:: EXCERPT ::

Monday, April 25, 2005

Meanings Make All the Difference in Your Success

Holocaust & Nazi concentration camp survivor Victor Frankl, a world reknowned psychologist, wrote a book titled "Man's Search for Meaning." His concentration camp experience transformed his life's work into studying the effect of the "meanings" human beings place on their circumstances, which he called "Logos Therapy." "Logos" being the latin word for "meaning."

It was the meaning Frankl placed on his experience while in the Nazi concenctration camps in World War II that allowed him to create survival mechanisms and actions, while millions of others gave up hope, and meaning, and ultimately perished.

I bring this up because what I'm learning in working with more and more people in my coaching practice is that "meaning" makes the difference in everything. What I've come to realize is that our "meanings" are the driving force behind just about everything we do, think, have and feel in our life, including:

- our overall Quality of Life
- our level of stress
- our level of happiness
- our communications with others (and ourselves)
- our ability or inability to overcome obstacles
- our ability to inability to overcome failures
- our ability to take action and move forward, or stay stuck

I returned to this concept recently in working with a client who was stuck (if he's reading this he will probably know who he is). He joined The Achievement Gym back in the late spring and we set some goals for bringing on new business, and seemed like we had some momentum with each coaching call, but nothing ever got accomplished.

He continued to be distracted and sabotage whatever commitment he made to himself on each call. In one of our most recent sessions, I was at a loss for where to go next, and knew I owed him something more than what he was getting from me. So, I asked him this question, "what does a new client mean to you and your business?"

Now, I'm no genius and I wasn't going anywhere special with that question except to try and get some leverage on him by having him express, in financially quantifiable terms, the impact of a new client. But what I got was golden.

He answer me with a laundry list of activities that immediately put me into overwhelm just listening to it (imagine what it was doing to him?). When he finished reciting the overwhelming list of stuff he immediately had to do for a new client, I said, "no wonder you don't want to bring in new business."

:::
:: SUPPLIED DATA ::

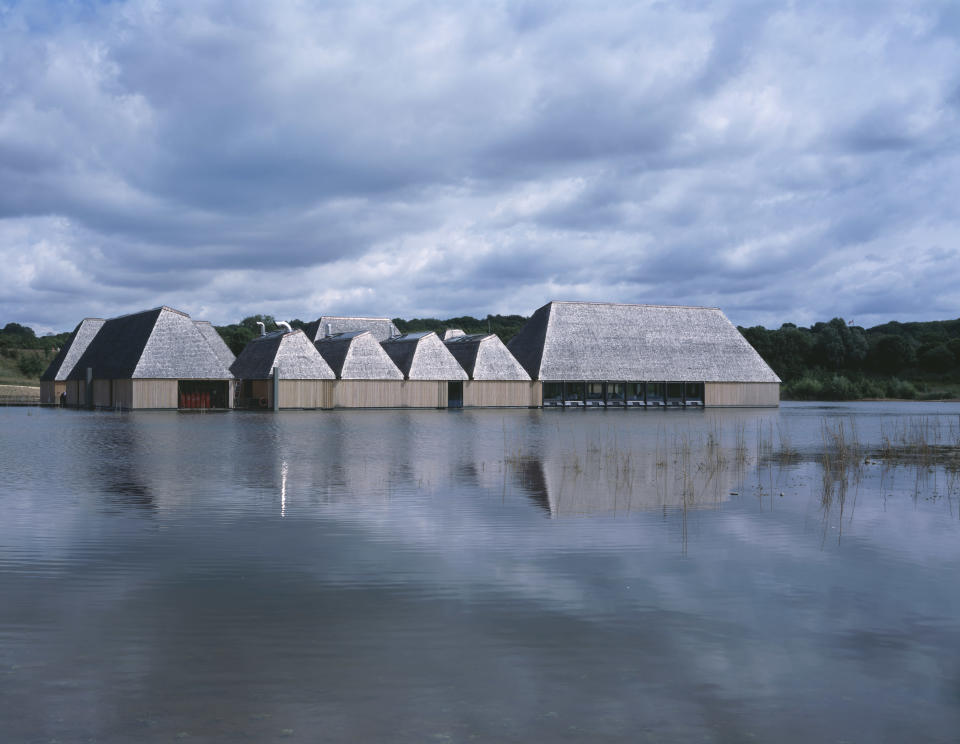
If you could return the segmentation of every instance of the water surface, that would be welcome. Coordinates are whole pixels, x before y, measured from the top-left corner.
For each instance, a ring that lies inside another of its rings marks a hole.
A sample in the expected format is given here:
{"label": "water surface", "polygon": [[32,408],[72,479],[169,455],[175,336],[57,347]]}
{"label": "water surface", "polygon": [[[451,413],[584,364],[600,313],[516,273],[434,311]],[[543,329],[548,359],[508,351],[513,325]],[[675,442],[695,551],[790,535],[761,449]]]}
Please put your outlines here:
{"label": "water surface", "polygon": [[0,409],[0,739],[953,742],[958,443],[943,403]]}

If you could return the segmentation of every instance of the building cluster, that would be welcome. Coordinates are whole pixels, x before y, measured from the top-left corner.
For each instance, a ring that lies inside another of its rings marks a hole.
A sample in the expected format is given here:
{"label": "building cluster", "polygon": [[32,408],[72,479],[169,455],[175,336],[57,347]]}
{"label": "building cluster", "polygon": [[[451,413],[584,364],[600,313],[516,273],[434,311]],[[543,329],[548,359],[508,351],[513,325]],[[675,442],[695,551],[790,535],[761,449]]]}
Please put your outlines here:
{"label": "building cluster", "polygon": [[[281,324],[286,325],[286,324]],[[94,408],[776,406],[780,380],[716,308],[550,302],[509,345],[324,316],[239,356],[207,321],[159,307],[85,318],[41,401]]]}

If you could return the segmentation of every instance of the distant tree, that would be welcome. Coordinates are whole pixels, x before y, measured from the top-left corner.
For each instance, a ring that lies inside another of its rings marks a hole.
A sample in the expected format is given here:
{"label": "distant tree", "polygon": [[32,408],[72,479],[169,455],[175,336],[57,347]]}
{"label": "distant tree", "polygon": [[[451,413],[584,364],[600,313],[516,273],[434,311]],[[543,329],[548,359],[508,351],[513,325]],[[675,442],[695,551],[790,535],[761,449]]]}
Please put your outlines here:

:::

- [TASK ITEM]: Please copy the post about meanings and success word for word, starting with "Monday, April 25, 2005" and going on through "and ultimately perished.".

- [EXERCISE ANSWER]:
Monday, April 25, 2005

Meanings Make All the Difference in Your Success

Holocaust & Nazi concentration camp survivor Victor Frankl, a world reknowned psychologist, wrote a book titled "Man's Search for Meaning." His concentration camp experience transformed his life's work into studying the effect of the "meanings" human beings place on their circumstances, which he called "Logos Therapy." "Logos" being the latin word for "meaning."

It was the meaning Frankl placed on his experience while in the Nazi concenctration camps in World War II that allowed him to create survival mechanisms and actions, while millions of others gave up hope, and meaning, and ultimately perished.